### Instructions for the task
Repeat the coolant inspection text word for word, in full.

### Text shown
================

Inspect coolant in both radiator and radiator coolant recovery reservoir. Coolant should be a green or blue color (depending on brand of antifreeze used).

Clear coolant or coolant only a very light green or blue indicates that there is only water or a very weak antifreeze mixture in the system. Advise the owner of the need for the correct 50/50 coolant mixture.

A very muddy brown color indicates an unauthorized brand of stop-leak has been used. This may eventually plug the system, causing overheating. Advise the owner that the best course would be to drain the system and repair the original concern, flush the system, and refill with correct 50/50 coolant mixture and, if necessary, Cooling System Stop Leak Pellet D9AZ-19558-A or Cooling System Stop Leak Powder E6AZ-19558-A or equivalent meeting specification ESE-M99B170-A.

Make clear to the customer that any stop-leak material is not a satisfactory repair for a serious cooling system concern such as a leaking water pump, gasket, or radiator.

A reddish brown color indicates rust in the cooling system. Advise the customer that the best course would be to flush the cooling system and refill with the correct 50/50 coolant mixture. In addition, add 1.4 liters (1.5 qts.) of Heavy-Duty Cooling System Additive FW-15 or equivalent meeting Ford specification ESN-M99B169-A.

================

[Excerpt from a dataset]
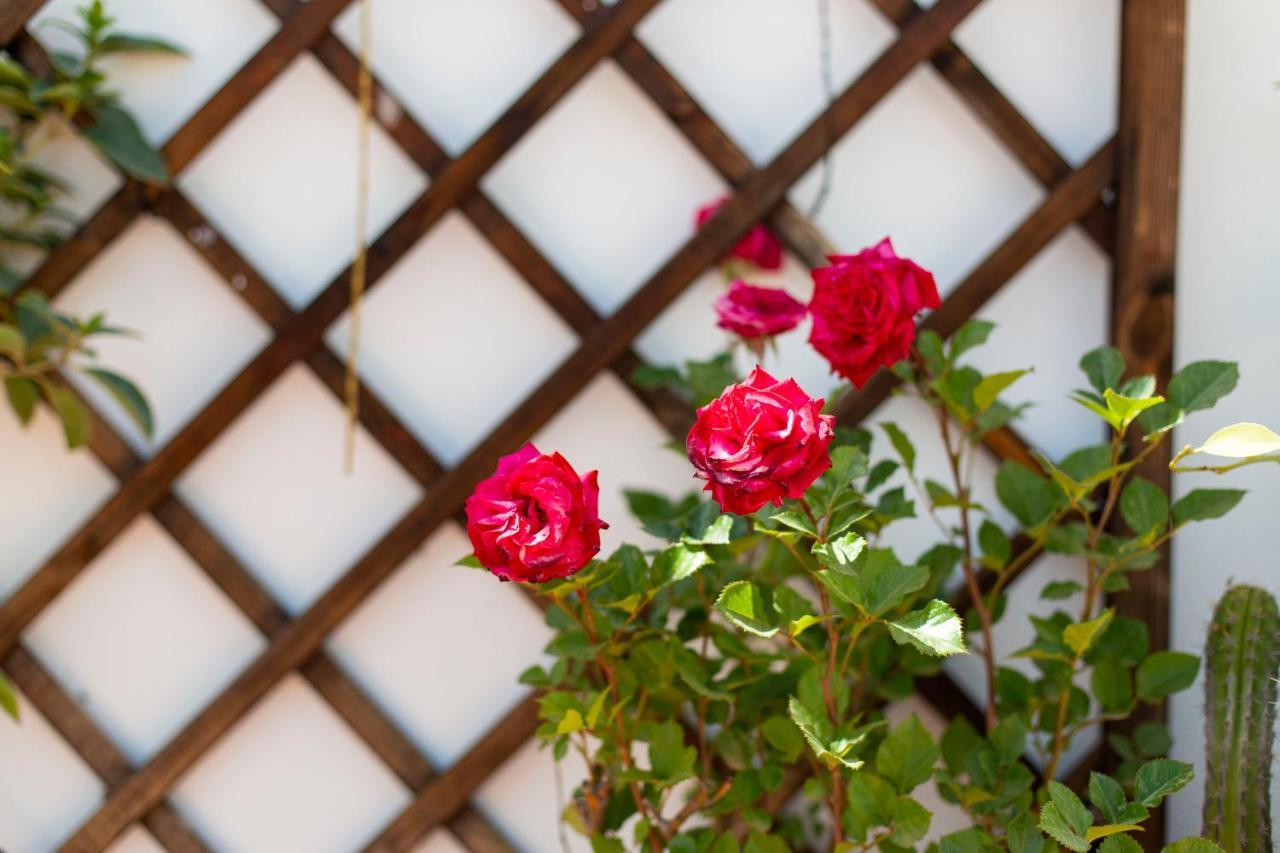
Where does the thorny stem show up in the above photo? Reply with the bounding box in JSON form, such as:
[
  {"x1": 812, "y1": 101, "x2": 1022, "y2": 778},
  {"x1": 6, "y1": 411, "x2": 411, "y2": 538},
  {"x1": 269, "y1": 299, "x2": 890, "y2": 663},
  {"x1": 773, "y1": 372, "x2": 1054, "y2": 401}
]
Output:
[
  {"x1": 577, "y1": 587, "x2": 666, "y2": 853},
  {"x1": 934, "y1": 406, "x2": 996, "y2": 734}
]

================

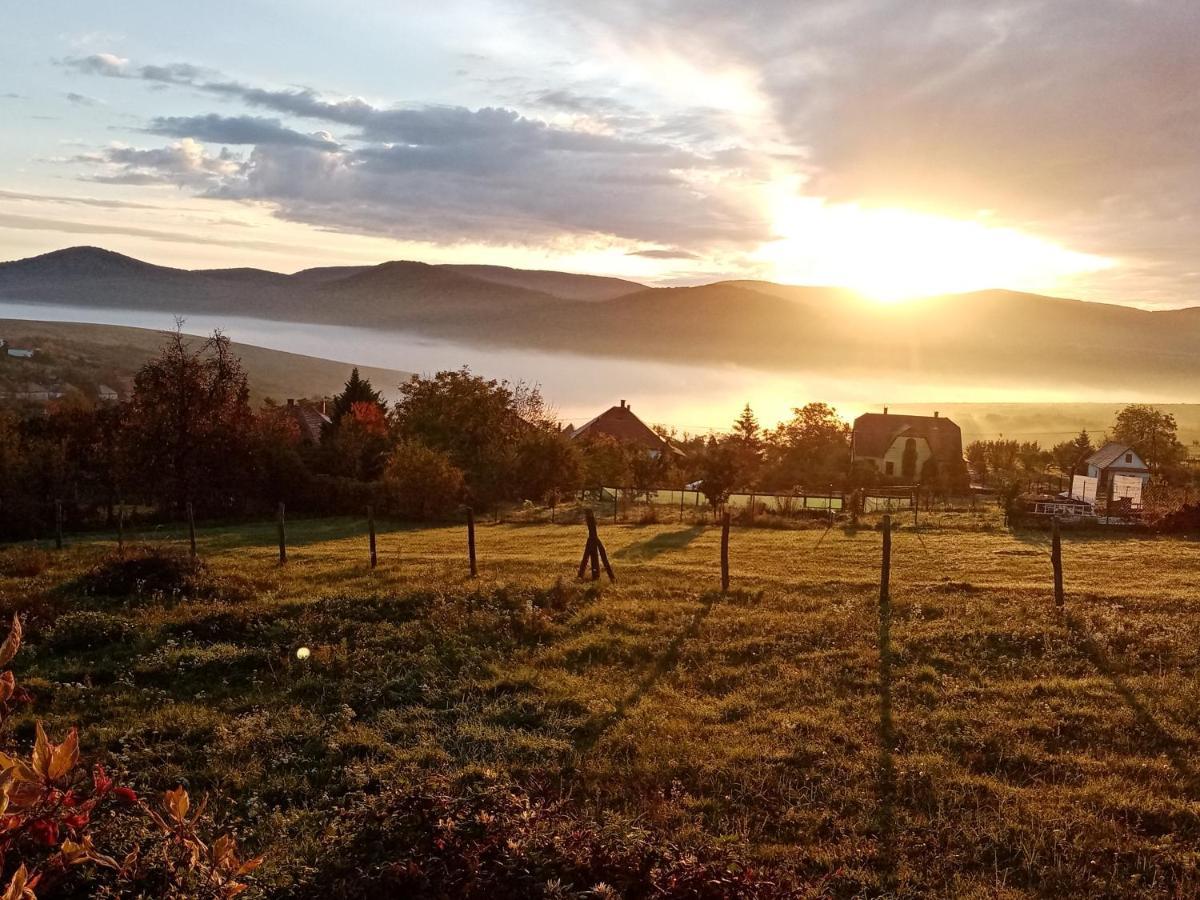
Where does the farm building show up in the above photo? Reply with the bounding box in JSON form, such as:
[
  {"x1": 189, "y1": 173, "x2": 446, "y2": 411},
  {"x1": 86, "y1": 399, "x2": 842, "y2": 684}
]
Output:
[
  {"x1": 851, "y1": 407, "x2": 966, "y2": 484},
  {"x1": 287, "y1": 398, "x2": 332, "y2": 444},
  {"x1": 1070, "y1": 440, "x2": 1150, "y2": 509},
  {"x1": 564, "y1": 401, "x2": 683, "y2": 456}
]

================

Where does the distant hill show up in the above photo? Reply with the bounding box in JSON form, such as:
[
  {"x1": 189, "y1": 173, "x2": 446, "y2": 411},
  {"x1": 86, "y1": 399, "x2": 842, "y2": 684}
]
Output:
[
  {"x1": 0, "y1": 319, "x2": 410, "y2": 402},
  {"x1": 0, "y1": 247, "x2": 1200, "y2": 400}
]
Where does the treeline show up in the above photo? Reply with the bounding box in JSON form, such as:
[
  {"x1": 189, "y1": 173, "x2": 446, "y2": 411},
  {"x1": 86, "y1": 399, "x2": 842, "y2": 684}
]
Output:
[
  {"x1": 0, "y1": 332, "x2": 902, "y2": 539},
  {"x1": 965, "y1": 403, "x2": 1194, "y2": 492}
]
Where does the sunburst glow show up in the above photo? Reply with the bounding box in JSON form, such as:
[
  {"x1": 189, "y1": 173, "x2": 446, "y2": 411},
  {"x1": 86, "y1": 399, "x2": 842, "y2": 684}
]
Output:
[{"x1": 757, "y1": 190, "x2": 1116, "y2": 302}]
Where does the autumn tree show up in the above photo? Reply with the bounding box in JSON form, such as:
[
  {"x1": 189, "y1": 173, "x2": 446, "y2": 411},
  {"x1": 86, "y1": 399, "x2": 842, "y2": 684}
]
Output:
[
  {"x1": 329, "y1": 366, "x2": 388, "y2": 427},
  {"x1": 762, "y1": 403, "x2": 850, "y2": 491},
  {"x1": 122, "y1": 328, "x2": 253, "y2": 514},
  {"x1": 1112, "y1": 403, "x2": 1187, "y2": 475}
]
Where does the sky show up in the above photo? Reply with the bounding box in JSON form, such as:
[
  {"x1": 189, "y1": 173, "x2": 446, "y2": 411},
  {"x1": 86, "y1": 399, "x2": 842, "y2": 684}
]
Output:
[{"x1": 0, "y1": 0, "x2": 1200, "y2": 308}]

================

### Response to this task
Inspect coolant in both radiator and radiator coolant recovery reservoir. Coolant should be a green or blue color (depending on brand of antifreeze used).

Clear coolant or coolant only a very light green or blue indicates that there is only water or a very weak antifreeze mixture in the system. Advise the owner of the need for the correct 50/50 coolant mixture.

A very muddy brown color indicates an unauthorized brand of stop-leak has been used. This may eventually plug the system, causing overheating. Advise the owner that the best course would be to drain the system and repair the original concern, flush the system, and refill with correct 50/50 coolant mixture and, if necessary, Cooling System Stop Leak Pellet D9AZ-19558-A or Cooling System Stop Leak Powder E6AZ-19558-A or equivalent meeting specification ESE-M99B170-A.

Make clear to the customer that any stop-leak material is not a satisfactory repair for a serious cooling system concern such as a leaking water pump, gasket, or radiator.

A reddish brown color indicates rust in the cooling system. Advise the customer that the best course would be to flush the cooling system and refill with the correct 50/50 coolant mixture. In addition, add 1.4 liters (1.5 qts.) of Heavy-Duty Cooling System Additive FW-15 or equivalent meeting Ford specification ESN-M99B169-A.